_Problem description_
Give every line of the records below as a JSON list of strings, one string per line, leaving out blank lines and the pictures.

_Dataset excerpts_
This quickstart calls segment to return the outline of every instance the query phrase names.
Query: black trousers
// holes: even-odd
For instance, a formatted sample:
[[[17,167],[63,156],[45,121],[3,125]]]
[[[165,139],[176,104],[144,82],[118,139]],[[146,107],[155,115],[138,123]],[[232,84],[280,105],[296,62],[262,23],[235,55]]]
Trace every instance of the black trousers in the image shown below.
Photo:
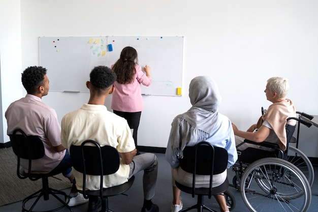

_Solution to this task_
[
  "This quickstart calls segment to return the outline of every instance the query phrase names.",
  "Query: black trousers",
  "// holes: even-odd",
  "For instance, a formatted sample:",
  "[[[17,167],[63,156],[45,121],[3,125]]]",
  "[[[165,139],[176,104],[144,82],[118,139]],[[146,107],[155,115],[138,123]],[[232,84],[280,105],[296,62],[262,23],[235,55]]]",
  "Trace every instance of the black trousers in the image shown below.",
  "Photo:"
]